▶ **WRITTEN INSTRUCTION**:
From the account of the Pembina mission below, list the furnishings that the log chapel did not have.

┌─ SOURCE DOCUMENT

In the Land of the Dakotas

        On June 1, 1848, Father Belcourt arrived in Pembina, via Detroit, Galena and St. Paul, to resume the work of evangelization relinquished by Father Dumoulin in 1823, and was welcomed by pagans and christians. He was the second resident pastor in what is now North Dakota, a position he occupied till 1859 when his sojourn in the West came to an end.

       Before the end of the year he erected on the west bank of the Red River a log chapel, 20 by 30 feet, the sacristy of a larger church to be built later on. It was even then too small for the congregation, affording standing-room only, with the consequent forfeiture of pew rent, an important item for an impoverished pastor. The furnishings were most meager. There was no bell, no censer, no ostensorium and only a very small ciborium borrowed from Bishop Provencher. He had one first Communion class, and ninety-two catechumens – half-breeds and savages – under instruction. They were diligent and docile. His first baptism, that of Francis Cline, was on August 14. He bought grain for seeding and had a few cows and oxen. His daily Mass was attended by one or more members of each family even in the coldest weather. He also built a presbytery, 16 by 20, with two small rooms and a community room and bought lumber for other buildings to be erected the next summer.

       Shortly after his arrival Father Belcourt realized the poverty of the mission and wrote the Secretary of the Archbishop of Quebec that he would starve were he not able to sell his handiwork as a joiner and carpenter. The people were too poor to offer anything for his support. For two years he was forced to exist on two hundred dollars sent him by the Bishop of Montreal, and out of that he had to pay for building materials brought from St. Paul, six hundred miles away. He had fifty children in school and all the instruction was in Chippewa. His greatest need was for a Canadian priest who could speak that language to assist him.

       As if in answer to his prayer Father Lacombe came from Montreal in the autumn of 1849, and soon was so proficient in the Chippewa language that he was able to teach in the school. They lived in a log house built for their accommodation while the original presbytery was occupied by Miss Lefebvre, the school teacher, Isabelle Gladu, the housekeeper, a half-breed cook and other servants – a rather costly household for a missionary who had to have recourse to manual labor for his daily bread.

       The village of Pembina, with a population of 1026 exclusive of Indians, was on marshy ground subject to inundation from the river, and Father Belcourt decided to establish another colony about thirty miles to the West, in the vicinity of the Pembina, now the Turtle, Mountains, under the patronage of St. Joseph, to serve as a center for missionary work among the Indians of the western plains as far as the Rockies.

       In the meantime he was not forgotten by his friends north of the line, who appealed to him in their difficulties. When a half-breed named William Sayer, and three others, were arrested in March, 1849, for the illicit purchase of furs from the Indians, action was taken by their friends to prevent their conviction. An appeal was made to Father Belcourt who counselled them to fight, if necessary, for their rights. When the accused were brought to trial three hundred armed half-breeds, under the leadership of Louis Riel, surrounded the Court House and intimidated the Judge. The accused were acquitted and the half-breeds jubilantly declared that thereafter trade was free. Public opinion forced an end to the monopoly of the H.B.C.

└─
┌─ DATA PROVIDED

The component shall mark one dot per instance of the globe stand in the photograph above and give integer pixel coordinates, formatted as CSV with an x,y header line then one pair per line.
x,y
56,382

└─

▶ **OUTPUT OF THE EXERCISE**:
- Bell
- Censer
- Ostensorium